Here are the records. Print them all exactly.

Stored items from a collection
※ ※ ※

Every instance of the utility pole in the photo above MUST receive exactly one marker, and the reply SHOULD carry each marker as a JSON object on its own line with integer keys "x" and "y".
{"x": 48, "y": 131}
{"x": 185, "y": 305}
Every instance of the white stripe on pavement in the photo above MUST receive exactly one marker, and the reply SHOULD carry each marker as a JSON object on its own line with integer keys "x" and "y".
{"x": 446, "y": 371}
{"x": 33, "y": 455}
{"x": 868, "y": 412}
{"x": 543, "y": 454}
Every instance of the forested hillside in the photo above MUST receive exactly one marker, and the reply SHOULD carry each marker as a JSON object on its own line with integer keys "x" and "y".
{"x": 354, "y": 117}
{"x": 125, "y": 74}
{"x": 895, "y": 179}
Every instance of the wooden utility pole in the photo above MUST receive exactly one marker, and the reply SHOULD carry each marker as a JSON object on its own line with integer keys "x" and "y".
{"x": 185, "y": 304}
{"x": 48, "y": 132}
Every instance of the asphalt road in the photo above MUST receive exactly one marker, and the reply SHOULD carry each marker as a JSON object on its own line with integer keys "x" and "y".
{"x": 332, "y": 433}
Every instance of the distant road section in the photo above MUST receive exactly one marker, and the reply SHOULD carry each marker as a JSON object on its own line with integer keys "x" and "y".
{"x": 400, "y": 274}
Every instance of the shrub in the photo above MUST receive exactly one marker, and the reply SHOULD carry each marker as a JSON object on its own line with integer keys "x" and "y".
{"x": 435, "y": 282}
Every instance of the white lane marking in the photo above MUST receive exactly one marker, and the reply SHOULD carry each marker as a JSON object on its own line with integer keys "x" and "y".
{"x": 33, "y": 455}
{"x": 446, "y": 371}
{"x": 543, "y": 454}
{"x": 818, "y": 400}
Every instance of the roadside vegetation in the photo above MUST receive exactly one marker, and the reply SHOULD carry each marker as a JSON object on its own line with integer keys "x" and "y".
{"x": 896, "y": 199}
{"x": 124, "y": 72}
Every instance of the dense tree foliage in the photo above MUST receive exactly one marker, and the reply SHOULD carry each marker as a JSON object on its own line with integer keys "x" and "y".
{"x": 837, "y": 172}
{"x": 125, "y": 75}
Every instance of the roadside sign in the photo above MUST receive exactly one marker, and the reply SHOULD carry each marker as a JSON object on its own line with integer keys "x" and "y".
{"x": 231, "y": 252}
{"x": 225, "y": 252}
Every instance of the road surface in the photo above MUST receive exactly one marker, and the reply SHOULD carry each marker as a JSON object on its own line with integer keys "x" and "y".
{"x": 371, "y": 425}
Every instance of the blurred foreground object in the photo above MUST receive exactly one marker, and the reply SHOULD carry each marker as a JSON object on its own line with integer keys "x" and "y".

※ ※ ※

THE COMPLETED TASK
Every instance of the utility pole in the photo above MUST receive exactly one marker, and the reply SHOULD carry each marker as a JSON object on its own line with integer keys "x" and "y".
{"x": 48, "y": 131}
{"x": 185, "y": 305}
Every instance of the white stripe on pavement in the photo above MUST receive exactly one marker, and the reply SHOULD carry each marker as a JSON object on its own line with integer keys "x" and "y".
{"x": 446, "y": 371}
{"x": 33, "y": 455}
{"x": 868, "y": 412}
{"x": 543, "y": 454}
Every instance of the forested hillside in the photo above MUST receive exactly one marker, and the reply SHOULD carry each marker as a JSON object on its own line with integer keys "x" and "y".
{"x": 354, "y": 117}
{"x": 125, "y": 74}
{"x": 895, "y": 179}
Every instance of the wooden utility pole in the photo above MUST receive exactly one marker, and the reply SHOULD carry each marker as a JSON object on its own line with integer keys "x" and "y".
{"x": 185, "y": 304}
{"x": 48, "y": 132}
Every instance of the asphalt road in the photo above MUST receive exactly one marker, and the reply SHOULD carry each marker as a JSON object on its own line with integer keys "x" and "y".
{"x": 332, "y": 433}
Every instance of the distant road section in the photo above MUST receive exactly one marker, and the reply SHOULD carry each marker as a JSON object on its own line with integer keys "x" and "y".
{"x": 400, "y": 274}
Every instance of the shrub in the photo above MUST receive exactly one marker, and the reply SHOULD carry each marker as a JSON object on its own line with integer keys "x" and "y".
{"x": 435, "y": 282}
Every instance of the white lane marking in the photo above MUST receive exactly one marker, and the reply SHOULD carry each marker as a JSON object on its own line with integer keys "x" and "y".
{"x": 33, "y": 455}
{"x": 446, "y": 371}
{"x": 543, "y": 454}
{"x": 818, "y": 400}
Every instance of the roadside vegetation in the photo above MUST receive exactly one marker, and the reply SHOULD carry each marker as a JSON object on its own line with integer keys "x" and "y".
{"x": 896, "y": 199}
{"x": 124, "y": 72}
Every instance of the dense tree foliage in the photo above MUST receive exactly one marker, and the reply SHOULD carry each marker as a JSON object on its own line with integer keys "x" and "y".
{"x": 837, "y": 172}
{"x": 125, "y": 75}
Every instance of the roadside sign in the photo above MUST receive exactly one marker, and the reply SHOULD carry each marker as a JSON object on its own line with integer keys "x" and "y".
{"x": 231, "y": 252}
{"x": 225, "y": 252}
Every instance of the road surface in the photo above MUST receive exactly one marker, and the reply SHOULD carry each marker as a JSON object on its own line with integer keys "x" and "y".
{"x": 371, "y": 425}
Every instance of the blurred foreground object in the photo above MUST receive exactly one marker, and the reply SHOULD carry each marker as a JSON object on its own line with integer keys "x" and "y".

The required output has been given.